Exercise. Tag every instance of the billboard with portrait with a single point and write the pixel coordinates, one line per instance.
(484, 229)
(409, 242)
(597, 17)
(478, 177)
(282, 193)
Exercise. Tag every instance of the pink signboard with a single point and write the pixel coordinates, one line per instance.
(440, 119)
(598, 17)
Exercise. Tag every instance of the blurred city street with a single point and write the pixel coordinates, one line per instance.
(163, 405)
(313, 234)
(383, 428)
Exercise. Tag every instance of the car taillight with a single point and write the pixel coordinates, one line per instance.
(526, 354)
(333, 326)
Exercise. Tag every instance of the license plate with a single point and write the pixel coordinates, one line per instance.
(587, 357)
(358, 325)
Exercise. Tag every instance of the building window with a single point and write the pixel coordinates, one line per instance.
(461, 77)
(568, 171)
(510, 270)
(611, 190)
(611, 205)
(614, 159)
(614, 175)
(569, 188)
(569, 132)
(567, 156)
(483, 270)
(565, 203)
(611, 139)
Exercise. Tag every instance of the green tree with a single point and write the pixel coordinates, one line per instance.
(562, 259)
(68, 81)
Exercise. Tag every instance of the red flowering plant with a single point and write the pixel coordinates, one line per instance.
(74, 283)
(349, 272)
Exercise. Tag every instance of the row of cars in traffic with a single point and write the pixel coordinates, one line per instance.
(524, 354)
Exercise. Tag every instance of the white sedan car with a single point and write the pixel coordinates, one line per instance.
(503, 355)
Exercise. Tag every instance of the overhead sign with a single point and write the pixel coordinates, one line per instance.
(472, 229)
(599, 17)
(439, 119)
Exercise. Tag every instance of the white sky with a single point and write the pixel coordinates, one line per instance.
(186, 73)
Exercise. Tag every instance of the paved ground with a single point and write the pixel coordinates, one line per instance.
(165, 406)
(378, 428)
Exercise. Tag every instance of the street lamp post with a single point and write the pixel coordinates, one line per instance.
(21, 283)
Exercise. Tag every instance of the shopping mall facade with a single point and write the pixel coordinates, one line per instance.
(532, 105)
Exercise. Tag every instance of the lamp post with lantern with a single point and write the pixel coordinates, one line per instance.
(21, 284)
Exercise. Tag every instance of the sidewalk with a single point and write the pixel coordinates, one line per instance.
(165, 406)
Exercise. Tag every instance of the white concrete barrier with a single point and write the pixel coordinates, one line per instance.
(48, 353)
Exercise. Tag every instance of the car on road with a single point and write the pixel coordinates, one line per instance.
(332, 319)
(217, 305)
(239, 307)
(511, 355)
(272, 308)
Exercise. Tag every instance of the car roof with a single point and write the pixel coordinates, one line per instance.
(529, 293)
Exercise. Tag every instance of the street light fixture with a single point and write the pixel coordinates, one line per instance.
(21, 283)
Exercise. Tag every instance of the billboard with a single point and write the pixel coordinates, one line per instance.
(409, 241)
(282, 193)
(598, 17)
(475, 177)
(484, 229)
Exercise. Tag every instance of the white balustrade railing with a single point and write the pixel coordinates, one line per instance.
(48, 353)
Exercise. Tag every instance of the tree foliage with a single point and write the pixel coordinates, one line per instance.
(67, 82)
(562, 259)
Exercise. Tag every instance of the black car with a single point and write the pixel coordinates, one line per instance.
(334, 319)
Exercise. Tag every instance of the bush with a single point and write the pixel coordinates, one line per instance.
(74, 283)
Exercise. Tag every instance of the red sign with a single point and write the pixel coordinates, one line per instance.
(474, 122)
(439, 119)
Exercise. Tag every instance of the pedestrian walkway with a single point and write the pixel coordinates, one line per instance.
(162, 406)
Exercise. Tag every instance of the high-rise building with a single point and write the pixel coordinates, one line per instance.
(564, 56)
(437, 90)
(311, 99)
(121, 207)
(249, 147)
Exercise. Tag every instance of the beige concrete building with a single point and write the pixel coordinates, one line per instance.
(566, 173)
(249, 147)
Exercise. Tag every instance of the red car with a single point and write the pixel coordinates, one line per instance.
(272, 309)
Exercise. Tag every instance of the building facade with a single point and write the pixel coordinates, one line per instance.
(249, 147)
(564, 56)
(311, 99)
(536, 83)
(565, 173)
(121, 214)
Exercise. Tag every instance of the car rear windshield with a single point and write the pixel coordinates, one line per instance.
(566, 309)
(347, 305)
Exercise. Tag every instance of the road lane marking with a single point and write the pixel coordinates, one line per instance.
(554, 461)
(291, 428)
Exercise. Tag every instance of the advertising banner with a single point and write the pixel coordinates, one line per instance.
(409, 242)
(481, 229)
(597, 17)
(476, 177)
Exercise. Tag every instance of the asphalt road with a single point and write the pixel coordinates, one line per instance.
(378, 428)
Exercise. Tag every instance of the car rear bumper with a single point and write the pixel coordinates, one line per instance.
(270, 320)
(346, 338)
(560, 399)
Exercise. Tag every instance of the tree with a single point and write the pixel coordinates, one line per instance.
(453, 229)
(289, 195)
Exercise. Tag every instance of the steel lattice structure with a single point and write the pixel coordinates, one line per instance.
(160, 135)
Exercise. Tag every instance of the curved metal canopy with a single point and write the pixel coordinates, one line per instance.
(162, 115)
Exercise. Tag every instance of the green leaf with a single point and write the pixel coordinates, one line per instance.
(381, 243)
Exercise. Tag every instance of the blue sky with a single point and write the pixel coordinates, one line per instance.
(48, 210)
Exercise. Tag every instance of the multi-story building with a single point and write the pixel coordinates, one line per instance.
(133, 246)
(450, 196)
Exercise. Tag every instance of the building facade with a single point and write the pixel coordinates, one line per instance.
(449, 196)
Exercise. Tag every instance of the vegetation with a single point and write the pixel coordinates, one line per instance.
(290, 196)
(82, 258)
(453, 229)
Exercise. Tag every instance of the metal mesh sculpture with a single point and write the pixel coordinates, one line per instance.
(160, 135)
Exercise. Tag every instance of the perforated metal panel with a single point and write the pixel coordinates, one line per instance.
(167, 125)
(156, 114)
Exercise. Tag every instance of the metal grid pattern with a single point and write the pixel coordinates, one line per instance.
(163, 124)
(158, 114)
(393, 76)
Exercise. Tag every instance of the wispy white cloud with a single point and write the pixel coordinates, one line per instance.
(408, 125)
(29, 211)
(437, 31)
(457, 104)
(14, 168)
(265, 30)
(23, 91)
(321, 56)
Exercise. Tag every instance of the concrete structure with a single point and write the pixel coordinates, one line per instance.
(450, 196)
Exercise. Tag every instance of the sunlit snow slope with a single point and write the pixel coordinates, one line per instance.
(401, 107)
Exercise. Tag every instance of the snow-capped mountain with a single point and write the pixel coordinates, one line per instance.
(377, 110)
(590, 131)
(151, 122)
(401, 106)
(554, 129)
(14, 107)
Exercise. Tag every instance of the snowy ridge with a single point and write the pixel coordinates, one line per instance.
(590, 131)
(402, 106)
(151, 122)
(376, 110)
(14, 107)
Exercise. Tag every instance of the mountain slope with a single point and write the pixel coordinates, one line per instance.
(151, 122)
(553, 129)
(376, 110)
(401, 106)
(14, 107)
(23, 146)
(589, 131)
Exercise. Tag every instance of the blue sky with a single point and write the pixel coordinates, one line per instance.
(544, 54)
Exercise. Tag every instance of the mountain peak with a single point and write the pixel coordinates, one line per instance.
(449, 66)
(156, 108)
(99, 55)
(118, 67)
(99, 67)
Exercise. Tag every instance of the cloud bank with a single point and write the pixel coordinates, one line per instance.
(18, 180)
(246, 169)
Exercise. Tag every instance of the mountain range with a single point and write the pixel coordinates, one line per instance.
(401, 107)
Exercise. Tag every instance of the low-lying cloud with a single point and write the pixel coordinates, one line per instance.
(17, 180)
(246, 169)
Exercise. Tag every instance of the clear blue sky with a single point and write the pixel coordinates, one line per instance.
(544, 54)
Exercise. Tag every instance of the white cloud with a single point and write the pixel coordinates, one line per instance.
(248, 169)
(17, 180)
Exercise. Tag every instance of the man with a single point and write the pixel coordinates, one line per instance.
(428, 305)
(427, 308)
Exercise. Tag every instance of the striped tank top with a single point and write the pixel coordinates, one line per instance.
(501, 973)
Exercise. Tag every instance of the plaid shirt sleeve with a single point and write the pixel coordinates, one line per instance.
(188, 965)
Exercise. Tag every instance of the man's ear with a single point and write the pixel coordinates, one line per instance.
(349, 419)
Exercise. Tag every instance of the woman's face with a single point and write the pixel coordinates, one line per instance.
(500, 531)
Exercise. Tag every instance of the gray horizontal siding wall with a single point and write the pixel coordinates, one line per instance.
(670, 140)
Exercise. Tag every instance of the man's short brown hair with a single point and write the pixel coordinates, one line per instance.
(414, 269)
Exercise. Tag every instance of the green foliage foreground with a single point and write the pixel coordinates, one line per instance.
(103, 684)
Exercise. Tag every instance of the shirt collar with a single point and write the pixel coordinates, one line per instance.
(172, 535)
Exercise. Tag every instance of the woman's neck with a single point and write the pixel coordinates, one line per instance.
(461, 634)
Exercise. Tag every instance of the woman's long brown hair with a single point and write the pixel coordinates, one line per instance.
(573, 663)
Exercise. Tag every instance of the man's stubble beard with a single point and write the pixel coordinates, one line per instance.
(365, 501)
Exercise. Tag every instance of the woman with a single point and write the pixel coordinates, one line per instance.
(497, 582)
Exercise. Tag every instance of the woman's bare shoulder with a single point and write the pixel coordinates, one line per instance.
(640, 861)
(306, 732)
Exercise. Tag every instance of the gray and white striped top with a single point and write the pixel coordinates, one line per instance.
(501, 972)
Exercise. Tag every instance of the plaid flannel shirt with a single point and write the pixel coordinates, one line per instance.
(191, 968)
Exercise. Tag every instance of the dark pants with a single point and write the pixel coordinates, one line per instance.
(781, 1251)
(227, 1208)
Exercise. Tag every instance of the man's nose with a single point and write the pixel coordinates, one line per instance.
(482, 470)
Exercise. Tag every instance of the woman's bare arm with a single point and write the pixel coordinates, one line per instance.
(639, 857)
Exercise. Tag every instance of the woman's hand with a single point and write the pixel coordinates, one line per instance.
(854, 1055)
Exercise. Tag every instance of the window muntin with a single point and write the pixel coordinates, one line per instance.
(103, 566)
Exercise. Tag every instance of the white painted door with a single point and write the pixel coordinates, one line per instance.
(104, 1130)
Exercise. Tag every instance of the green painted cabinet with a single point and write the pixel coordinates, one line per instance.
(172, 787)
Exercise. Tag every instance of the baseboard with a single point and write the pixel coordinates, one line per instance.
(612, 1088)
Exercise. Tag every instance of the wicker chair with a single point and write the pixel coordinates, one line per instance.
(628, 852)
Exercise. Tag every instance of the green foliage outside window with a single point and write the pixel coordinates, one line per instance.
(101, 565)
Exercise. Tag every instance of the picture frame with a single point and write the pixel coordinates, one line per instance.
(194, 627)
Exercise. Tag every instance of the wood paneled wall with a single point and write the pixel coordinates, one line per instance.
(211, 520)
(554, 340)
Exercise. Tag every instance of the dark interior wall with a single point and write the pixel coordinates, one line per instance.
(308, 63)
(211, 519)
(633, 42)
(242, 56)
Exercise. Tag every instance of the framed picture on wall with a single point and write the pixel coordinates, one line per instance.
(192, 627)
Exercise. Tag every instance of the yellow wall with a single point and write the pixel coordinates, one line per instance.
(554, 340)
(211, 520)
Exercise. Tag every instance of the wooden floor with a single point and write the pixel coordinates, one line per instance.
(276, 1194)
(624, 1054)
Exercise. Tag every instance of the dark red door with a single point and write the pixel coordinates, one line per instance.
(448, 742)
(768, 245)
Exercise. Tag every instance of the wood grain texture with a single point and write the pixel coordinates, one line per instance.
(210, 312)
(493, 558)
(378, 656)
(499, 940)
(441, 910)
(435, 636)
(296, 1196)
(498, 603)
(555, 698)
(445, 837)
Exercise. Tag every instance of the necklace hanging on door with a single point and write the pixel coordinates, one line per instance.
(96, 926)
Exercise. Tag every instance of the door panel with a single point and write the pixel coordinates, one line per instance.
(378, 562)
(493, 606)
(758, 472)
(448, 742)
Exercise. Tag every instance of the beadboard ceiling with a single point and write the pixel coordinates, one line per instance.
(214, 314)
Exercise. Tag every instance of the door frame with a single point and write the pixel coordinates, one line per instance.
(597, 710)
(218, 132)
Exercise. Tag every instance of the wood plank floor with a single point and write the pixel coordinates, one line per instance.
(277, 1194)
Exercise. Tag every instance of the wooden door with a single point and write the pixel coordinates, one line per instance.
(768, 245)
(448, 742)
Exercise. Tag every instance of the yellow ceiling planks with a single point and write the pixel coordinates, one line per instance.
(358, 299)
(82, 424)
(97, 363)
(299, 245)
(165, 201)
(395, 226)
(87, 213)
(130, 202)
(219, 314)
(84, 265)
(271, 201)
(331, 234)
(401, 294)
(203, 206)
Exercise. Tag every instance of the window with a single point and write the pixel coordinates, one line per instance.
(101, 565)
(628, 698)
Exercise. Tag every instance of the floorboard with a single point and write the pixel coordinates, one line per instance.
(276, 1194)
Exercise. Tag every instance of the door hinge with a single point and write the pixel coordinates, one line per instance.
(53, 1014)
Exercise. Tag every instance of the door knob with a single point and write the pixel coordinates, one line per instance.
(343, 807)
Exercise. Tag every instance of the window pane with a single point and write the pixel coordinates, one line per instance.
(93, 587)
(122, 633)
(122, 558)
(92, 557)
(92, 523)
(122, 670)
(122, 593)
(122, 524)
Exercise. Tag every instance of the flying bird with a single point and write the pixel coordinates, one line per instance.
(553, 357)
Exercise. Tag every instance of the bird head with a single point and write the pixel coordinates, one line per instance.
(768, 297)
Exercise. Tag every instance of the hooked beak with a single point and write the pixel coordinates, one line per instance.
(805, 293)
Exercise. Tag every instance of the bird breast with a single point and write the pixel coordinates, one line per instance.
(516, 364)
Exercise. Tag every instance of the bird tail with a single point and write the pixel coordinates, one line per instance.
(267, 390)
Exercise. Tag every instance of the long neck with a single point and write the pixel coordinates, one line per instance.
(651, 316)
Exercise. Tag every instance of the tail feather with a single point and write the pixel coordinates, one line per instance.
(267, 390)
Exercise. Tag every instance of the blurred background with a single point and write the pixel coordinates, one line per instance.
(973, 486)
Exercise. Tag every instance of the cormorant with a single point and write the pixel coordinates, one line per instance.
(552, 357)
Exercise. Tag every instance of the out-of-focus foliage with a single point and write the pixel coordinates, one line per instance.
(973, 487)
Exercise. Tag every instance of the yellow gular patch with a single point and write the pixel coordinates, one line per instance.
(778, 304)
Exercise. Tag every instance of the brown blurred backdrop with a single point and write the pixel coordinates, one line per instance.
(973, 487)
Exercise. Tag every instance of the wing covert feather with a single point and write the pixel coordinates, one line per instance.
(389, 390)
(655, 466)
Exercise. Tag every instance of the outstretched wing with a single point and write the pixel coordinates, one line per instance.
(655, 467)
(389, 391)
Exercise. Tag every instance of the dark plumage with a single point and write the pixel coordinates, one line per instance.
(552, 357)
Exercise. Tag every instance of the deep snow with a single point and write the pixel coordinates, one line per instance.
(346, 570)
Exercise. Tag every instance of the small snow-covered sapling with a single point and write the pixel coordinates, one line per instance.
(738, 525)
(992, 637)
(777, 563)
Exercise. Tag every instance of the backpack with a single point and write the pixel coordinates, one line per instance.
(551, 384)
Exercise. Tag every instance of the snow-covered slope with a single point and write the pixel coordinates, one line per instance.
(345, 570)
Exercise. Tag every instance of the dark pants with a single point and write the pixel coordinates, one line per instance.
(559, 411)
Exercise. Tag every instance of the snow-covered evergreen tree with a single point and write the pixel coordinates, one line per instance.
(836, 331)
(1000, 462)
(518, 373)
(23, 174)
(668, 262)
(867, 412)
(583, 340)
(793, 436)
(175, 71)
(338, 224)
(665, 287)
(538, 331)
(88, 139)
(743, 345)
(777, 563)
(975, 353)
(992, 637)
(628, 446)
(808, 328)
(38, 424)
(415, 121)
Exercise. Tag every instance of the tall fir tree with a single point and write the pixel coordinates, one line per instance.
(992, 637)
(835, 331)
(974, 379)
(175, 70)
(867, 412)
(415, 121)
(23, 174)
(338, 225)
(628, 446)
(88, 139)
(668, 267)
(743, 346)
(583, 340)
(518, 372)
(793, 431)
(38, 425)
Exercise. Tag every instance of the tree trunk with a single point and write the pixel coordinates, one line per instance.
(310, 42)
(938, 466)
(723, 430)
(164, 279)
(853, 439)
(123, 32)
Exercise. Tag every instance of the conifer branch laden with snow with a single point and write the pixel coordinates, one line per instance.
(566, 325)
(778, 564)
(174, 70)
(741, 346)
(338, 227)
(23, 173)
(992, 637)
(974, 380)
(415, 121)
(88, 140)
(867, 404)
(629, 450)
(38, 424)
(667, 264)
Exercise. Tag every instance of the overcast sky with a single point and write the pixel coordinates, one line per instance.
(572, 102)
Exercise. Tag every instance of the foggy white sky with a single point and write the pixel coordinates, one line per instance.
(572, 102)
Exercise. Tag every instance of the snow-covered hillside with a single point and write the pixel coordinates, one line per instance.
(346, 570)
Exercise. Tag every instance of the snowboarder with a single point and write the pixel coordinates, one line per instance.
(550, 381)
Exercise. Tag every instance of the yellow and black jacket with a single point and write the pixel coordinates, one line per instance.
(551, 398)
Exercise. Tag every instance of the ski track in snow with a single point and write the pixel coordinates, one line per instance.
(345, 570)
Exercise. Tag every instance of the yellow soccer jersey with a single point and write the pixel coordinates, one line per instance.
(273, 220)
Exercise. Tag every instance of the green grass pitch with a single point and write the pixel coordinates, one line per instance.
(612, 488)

**Short exercise:**
Output the lines from the line containing "Exercise. Tag every instance of the snow-covered hillside" to the end, both included; add nothing.

**The solution:**
Exercise. Tag every instance of the snow-covered hillside with a single point and write the pixel coordinates, one line per instance.
(346, 570)
Exercise. Tag every instance of the snowboarder with a single point and write the pixel coordinates, one line per instance.
(550, 381)
Exercise. Tag every instance of the yellow and black jacket with a single point and write the pixel coordinates, one line per instance.
(551, 398)
Exercise. Tag every instance of the ski track in snow with a single point and write the pixel coordinates, one line per instance.
(345, 570)
Exercise. Tag every instance of the yellow soccer jersey with a single point and write the pixel coordinates, one line per instance.
(273, 220)
Exercise. Tag every instance of the green grass pitch with a single point and write the pixel coordinates, one line per instance.
(612, 488)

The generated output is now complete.